• DOCUMENT EXTRACT
= = = =
What Lies Behind the Grand Canyon?

The following is an article from the science humor magazine Annals of Improbable Research.

Note how the bottom of the Grand Canyon (in this rare view) is darker than at the top, giving an idea of how solar radiation attenuates the deeper one goes into the canyon. (Image credit: Wikipedia user chensiyuan)

By Earle E. Spamer
American Philosophical Society, Philadelphia, Pennsylvania


For a long time now, people visiting the Grand Canyon of the Colorado River have been told it is about 12 to 18 miles wide and “more than” a mile deep, convinced that its majestic views are due to the incessant powers of erosion. New analyses now indicate that the canyon is far larger than imagined. It can never be accurately measured and may unexpectedly hold the answers to long-held geological and environmental mysteries.

Fooling Some of the People

In 1903, President Theodore Roosevelt was the first to recognize generally that there was a problem with the Grand Canyon. Speaking near the canyon rim, he urged Americans to “keep it as it is.” He foresaw an endangered canyon, one that without our intervention would deliver a dwindled heritage to the “children’s children” of his audience. His plea, though widely repeated, went unheeded for decades.

Twenty years ago I devised a plan to place the Grand Canyon in stasis, until such time that the problem of erosion can be remedied. The Final Report1 called for filling the canyon with styrofoam packing material, or “piffles”—some 291 quadrillion of them, to be precise. This plan was also promoted by Grand Canyon National Park.2 I was interviewed a number of times for newspapers and radio to explain myself, and Internet features have taken up the cause.3 A few years later, my Further Final Report4 revealed that the plan had failed because, by mistake, biodegradable piffles had been used—at least, that was the conclusion. This was not correct.

The follow-up report went on to recommend that to safeguard an unprotected canyon, we should ensure that it not be visited at all, nor written about, nor photographed. I argued that all available superlatives have been overextended, and that the number of photons removed from the national park in tourist’s cameras have reached alarming numbers, greatly reducing the amount available for appreciation by our own children’s children. It would be pointless for most of us to visit the canyon anyway. It has been pre-appreciated for us, professionally, by celebrated writers, poets, singers, painters, photographers and filmmakers; our amateur efforts would be lacklustrously insufficient, depreciating further the superlatives and photons.

Still later I postulated that the Grand Canyon may be a fake.5 Had we been all along deceived about the identity or location of the canyon? Hundreds of other places around the world— and on other worlds—claim to be a (or the) Grand Canyon.6 I charged readers to campaign, vigorously, to have the “one true Grand Canyon” designated as the Official Grand Canyon. Apparently, our representatives in Congress and the editors of the world’s great newspapers have thought otherwise, ignoring the pleas of constituents and readers.
= = = =
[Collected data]
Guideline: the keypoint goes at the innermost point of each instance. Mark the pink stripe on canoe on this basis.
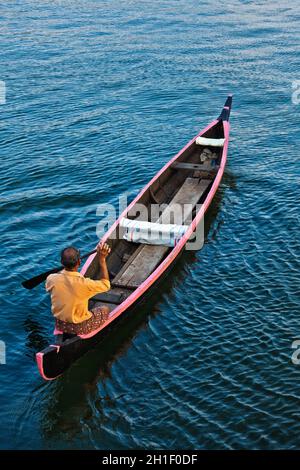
(176, 250)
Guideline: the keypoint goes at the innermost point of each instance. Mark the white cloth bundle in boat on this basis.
(151, 233)
(210, 142)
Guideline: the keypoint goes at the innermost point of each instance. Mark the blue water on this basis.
(99, 95)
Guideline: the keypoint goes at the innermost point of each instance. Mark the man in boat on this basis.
(70, 292)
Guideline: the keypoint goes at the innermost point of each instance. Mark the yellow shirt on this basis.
(70, 292)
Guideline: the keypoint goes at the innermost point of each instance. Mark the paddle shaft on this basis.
(36, 280)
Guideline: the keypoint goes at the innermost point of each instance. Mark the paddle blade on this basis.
(35, 281)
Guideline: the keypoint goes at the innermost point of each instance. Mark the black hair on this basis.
(70, 257)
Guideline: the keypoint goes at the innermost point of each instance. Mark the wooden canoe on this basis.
(136, 268)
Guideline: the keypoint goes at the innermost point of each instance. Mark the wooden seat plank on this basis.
(147, 257)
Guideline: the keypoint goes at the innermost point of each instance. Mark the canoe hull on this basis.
(56, 359)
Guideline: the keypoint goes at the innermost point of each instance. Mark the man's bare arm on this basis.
(103, 251)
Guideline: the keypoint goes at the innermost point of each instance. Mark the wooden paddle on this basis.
(36, 280)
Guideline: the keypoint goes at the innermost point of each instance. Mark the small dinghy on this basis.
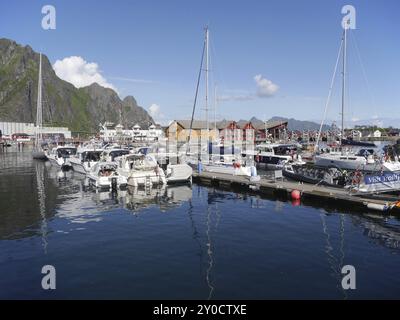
(178, 173)
(104, 175)
(59, 156)
(141, 170)
(332, 177)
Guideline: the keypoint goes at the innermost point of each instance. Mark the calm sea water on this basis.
(182, 242)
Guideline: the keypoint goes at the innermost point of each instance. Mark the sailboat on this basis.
(38, 152)
(349, 160)
(204, 162)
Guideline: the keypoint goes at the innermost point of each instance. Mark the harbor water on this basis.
(182, 242)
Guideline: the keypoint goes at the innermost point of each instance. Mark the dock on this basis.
(282, 188)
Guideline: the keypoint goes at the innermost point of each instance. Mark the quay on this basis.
(278, 187)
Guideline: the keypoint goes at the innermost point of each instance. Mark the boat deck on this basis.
(280, 186)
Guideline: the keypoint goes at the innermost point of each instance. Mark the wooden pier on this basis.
(283, 189)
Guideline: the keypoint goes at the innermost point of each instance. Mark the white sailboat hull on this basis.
(39, 155)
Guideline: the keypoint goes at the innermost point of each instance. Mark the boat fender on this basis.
(357, 178)
(378, 207)
(296, 195)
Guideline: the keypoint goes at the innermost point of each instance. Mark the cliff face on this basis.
(63, 105)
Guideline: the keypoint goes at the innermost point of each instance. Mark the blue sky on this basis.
(151, 50)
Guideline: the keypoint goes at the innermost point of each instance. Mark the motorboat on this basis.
(274, 156)
(59, 156)
(235, 168)
(173, 163)
(104, 175)
(178, 173)
(84, 159)
(331, 177)
(363, 161)
(111, 154)
(141, 170)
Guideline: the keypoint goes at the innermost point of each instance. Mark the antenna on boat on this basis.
(195, 97)
(344, 74)
(206, 72)
(329, 96)
(39, 114)
(215, 108)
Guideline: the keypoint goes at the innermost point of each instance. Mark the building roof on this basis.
(274, 124)
(197, 124)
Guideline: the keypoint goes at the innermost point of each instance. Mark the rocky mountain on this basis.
(300, 125)
(293, 124)
(63, 105)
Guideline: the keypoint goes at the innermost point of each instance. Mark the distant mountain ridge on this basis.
(82, 110)
(293, 124)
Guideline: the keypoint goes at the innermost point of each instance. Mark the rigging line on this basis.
(195, 97)
(329, 95)
(372, 96)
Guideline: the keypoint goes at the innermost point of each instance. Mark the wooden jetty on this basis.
(283, 188)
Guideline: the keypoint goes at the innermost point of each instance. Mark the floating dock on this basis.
(283, 188)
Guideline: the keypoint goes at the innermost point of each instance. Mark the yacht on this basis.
(110, 155)
(362, 161)
(84, 159)
(104, 175)
(176, 170)
(274, 156)
(141, 170)
(60, 155)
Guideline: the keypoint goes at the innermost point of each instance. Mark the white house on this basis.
(109, 132)
(377, 134)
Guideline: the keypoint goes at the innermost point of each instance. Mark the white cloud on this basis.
(265, 87)
(79, 72)
(133, 80)
(154, 111)
(239, 97)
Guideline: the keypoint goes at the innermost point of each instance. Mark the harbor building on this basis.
(10, 129)
(111, 132)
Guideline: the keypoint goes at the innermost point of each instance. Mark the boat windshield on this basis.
(91, 156)
(66, 152)
(118, 153)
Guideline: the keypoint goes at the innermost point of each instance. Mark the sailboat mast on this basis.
(206, 71)
(39, 116)
(215, 108)
(344, 75)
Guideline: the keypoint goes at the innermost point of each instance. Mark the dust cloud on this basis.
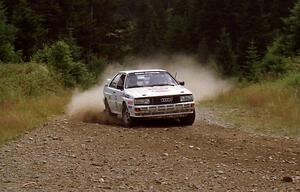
(88, 105)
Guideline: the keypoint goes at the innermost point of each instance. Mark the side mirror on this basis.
(181, 83)
(107, 82)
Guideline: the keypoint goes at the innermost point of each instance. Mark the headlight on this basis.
(142, 101)
(186, 98)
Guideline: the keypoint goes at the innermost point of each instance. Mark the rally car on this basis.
(148, 94)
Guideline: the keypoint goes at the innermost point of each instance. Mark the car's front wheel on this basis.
(189, 119)
(128, 121)
(107, 108)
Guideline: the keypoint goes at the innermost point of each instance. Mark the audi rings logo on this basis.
(166, 100)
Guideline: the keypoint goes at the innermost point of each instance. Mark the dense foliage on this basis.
(245, 38)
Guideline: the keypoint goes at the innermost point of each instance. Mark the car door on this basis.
(111, 95)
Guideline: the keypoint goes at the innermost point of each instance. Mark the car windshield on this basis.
(150, 79)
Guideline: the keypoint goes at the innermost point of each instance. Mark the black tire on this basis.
(127, 120)
(189, 119)
(107, 109)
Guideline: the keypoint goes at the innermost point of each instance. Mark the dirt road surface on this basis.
(63, 155)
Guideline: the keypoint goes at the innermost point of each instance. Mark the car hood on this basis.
(157, 91)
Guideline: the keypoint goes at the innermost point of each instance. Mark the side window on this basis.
(120, 84)
(115, 81)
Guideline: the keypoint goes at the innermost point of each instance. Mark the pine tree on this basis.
(291, 39)
(225, 57)
(7, 38)
(147, 37)
(253, 62)
(30, 31)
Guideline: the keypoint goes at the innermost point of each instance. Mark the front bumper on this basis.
(163, 111)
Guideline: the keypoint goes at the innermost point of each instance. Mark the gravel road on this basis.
(63, 155)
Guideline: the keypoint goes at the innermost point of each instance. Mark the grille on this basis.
(164, 100)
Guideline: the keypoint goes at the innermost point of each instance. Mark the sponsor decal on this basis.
(166, 100)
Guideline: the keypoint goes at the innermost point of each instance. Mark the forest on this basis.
(246, 39)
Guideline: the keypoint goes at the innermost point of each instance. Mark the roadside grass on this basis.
(29, 94)
(267, 107)
(23, 115)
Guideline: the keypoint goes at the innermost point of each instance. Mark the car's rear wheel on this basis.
(189, 119)
(107, 108)
(128, 121)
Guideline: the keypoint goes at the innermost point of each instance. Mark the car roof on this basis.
(141, 70)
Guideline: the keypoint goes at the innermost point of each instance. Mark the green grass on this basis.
(267, 107)
(29, 95)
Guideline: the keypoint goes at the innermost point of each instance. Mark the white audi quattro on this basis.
(147, 94)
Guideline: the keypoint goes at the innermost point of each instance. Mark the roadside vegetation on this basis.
(268, 107)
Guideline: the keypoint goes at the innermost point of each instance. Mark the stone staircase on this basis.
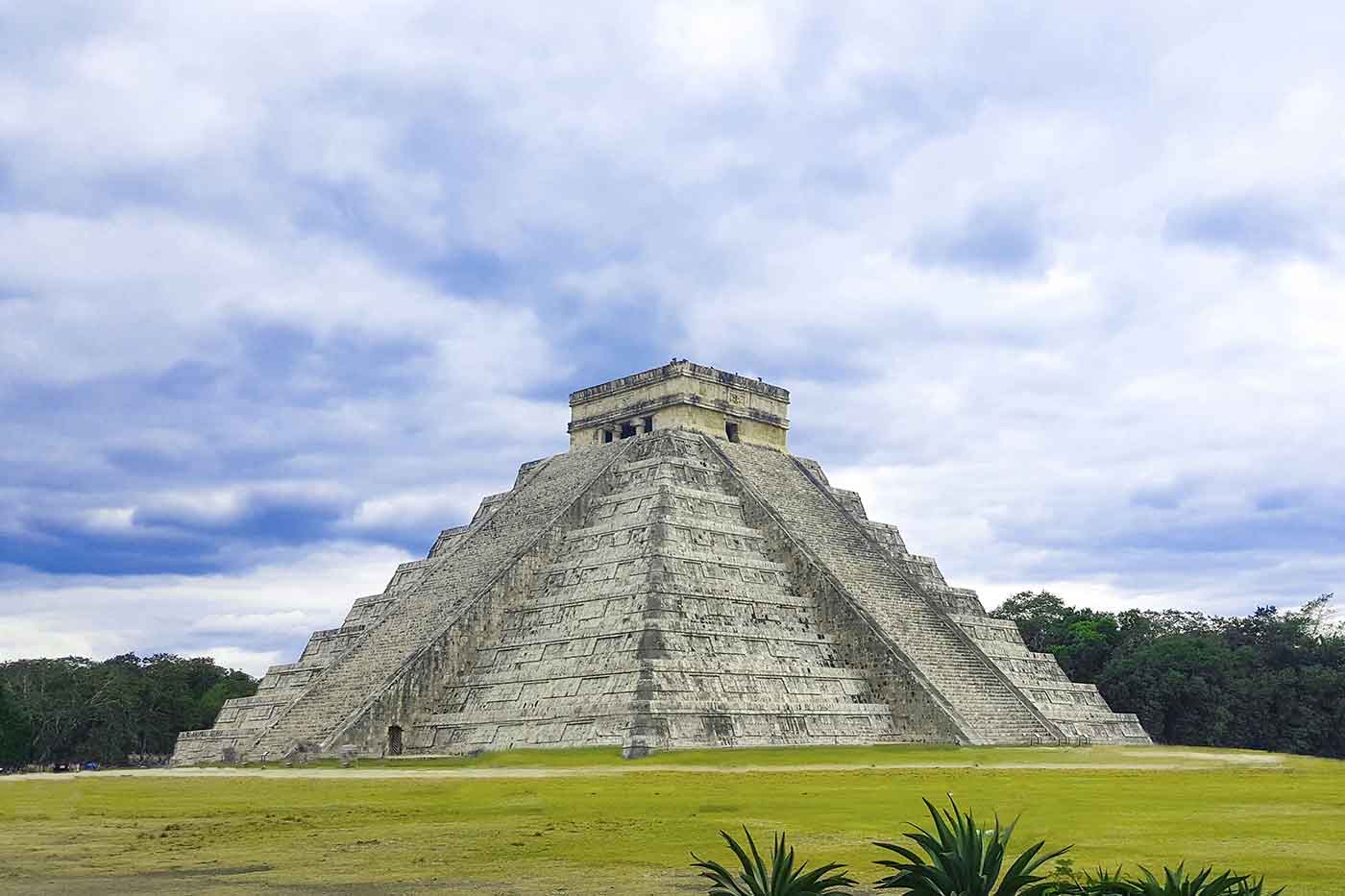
(480, 556)
(663, 621)
(990, 709)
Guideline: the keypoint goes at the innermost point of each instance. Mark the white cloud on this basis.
(1058, 294)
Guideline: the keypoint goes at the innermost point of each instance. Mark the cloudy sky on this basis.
(285, 288)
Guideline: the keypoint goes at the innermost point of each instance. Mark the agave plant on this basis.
(779, 879)
(1095, 883)
(965, 860)
(1177, 883)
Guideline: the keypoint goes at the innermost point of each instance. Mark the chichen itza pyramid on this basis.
(675, 579)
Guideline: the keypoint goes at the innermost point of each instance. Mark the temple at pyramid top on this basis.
(674, 580)
(681, 396)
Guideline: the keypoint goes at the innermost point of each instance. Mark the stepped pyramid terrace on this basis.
(676, 579)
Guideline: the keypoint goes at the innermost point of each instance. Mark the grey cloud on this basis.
(355, 267)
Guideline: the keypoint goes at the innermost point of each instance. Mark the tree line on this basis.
(77, 709)
(1273, 680)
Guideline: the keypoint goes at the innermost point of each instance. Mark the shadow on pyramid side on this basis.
(675, 580)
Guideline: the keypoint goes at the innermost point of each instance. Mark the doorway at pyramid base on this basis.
(665, 591)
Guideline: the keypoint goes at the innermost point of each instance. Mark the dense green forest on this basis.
(76, 709)
(1267, 681)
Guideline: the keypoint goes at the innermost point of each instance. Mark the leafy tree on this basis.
(15, 736)
(80, 709)
(1271, 680)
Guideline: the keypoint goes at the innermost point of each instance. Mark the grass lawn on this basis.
(588, 822)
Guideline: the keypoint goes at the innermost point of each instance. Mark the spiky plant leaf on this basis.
(780, 879)
(1177, 883)
(961, 859)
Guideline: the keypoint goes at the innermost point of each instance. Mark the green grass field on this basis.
(588, 822)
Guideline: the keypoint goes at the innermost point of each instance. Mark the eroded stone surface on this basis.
(690, 586)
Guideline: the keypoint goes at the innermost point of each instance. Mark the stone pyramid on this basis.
(676, 579)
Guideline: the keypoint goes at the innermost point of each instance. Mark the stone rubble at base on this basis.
(674, 580)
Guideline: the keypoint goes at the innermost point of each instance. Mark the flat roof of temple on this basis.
(678, 369)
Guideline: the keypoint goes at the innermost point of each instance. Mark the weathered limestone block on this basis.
(674, 580)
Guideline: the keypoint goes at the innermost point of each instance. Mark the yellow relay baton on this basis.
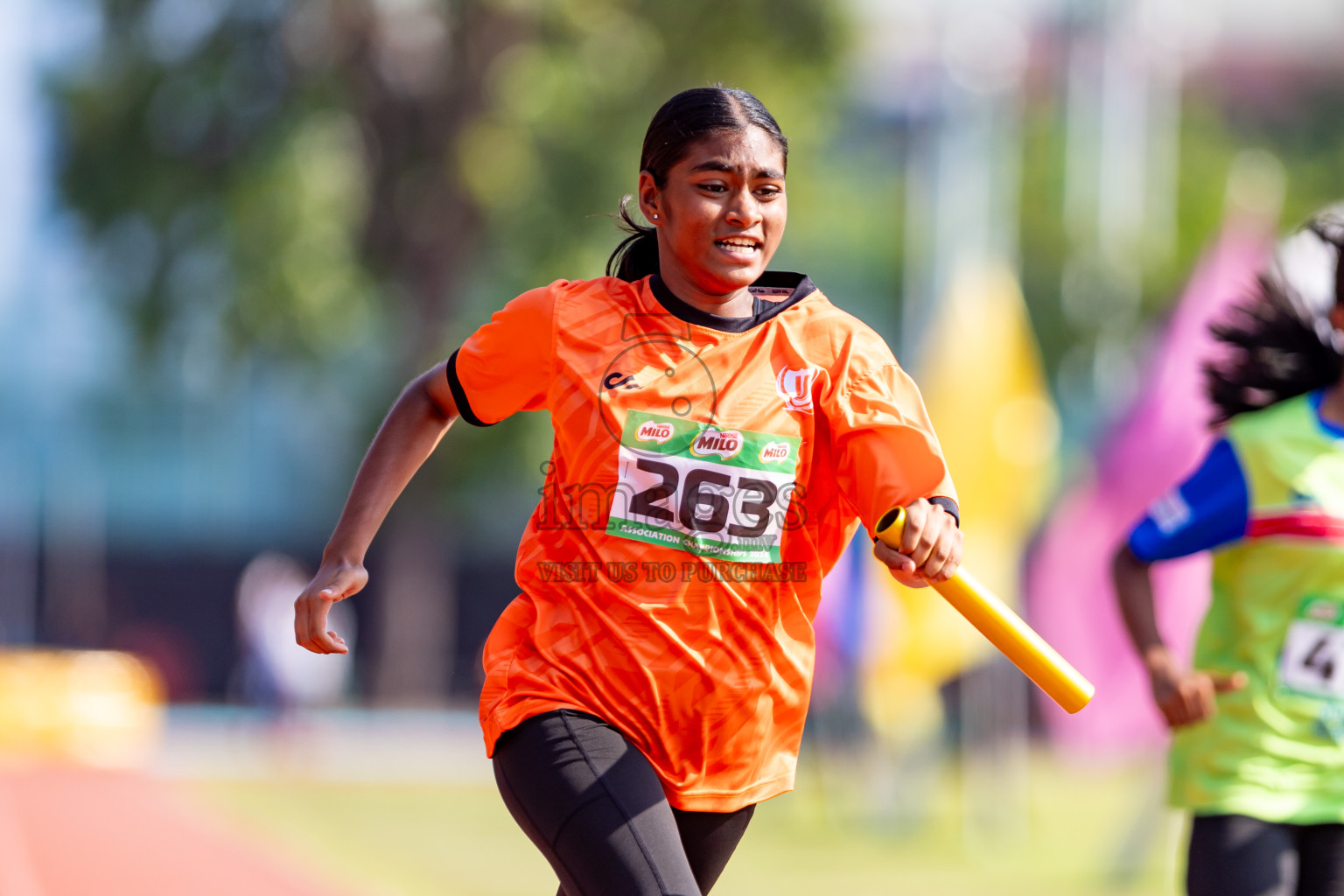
(1003, 627)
= = = =
• REQUIREMENTS
• 1. According to the Grand Canyon article, how many styrofoam piffles did the Final Report call for filling the canyon with?
• 2. Write the next part of the Grand Canyon article, starting right after its last paragraph.

• RESPONSES
• 1. Some 291 quadrillion of them.

• 2.
Straight Down to China

Now there is conclusive evidence to show that the Grand Canyon is not a fake. Rather, we have deluded ourselves into believing that it is disappearing due to erosion, when in fact it is far more immense than supposed. We have accumulated the evidence for a century and more, but have failed to recognize its significance.

John Hance was one of the early Grand Canyon pioneers, pecking out asbestos from a few mines, then doing much better business in the lucrative tourist trade. By his own admission, he dug the canyon. Hance said he once tried to take his horse across the chasm. “He give a fine big jump—but when we was ‘bout halfway over I seed we couldn’t make it, so I turned him back.”7 This gives us some inkling about how vast the canyon was even a century ago. Another Grand Canyon pioneer–miner, Louis Boucher, reported that the side canyon where he lived “is so narrow and deep that [I see] stars from its recesses at midday.”8 Some years earlier, a traveler reported that elsewhere in the canyon, “So deep and narrow became the rift that the darkness of twilight was experienced, and stars appeared in the narrow line of sky.”9 Yet another tourist corroborated that “From the bottom of the canyon you can look up and see the stars at noonday as plain as though it were night time.”10

Lest one find so many credible reports incredible, first consider that at least one geography text teaches that the canyon contains “tributary gorges, into whose depths the sun penetrates scarcely two hours a day.”11 The Grand Canyon is so deep that even solar radiation attenuates dramatically there, rarely reaching the bottom.

Further substantiating these reports and anlayses is a startling report of “bottomless but colorful abysses of the Grand Canyon.”12 Seeing colors may contradict the attenuation of light, but we may presume, too, that the traveler had a flashlight.

John Hance himself likewise declared that he “coun’t see fer into th’ canyon.” If you dismiss Hance as a yarn-spinner, consider the testimony of Chester T. Crowell, one of the many professional authors who have pre-appreciated the Grand Canyon for us. About his first look at the canyon, he said, “If I had seen a Chinaman peeking at me thru the bottom it would not have surprized me. And then they told me that I could see only half way down from the top…”13 One may just as likely blame the liberal application of whiskey to parched palates on the American frontier for many of the first-hand reports cited here. Then again, a well-loosened tongue can offer great and uninhibited truths.

What Can Be Seen at the Grand Canyon?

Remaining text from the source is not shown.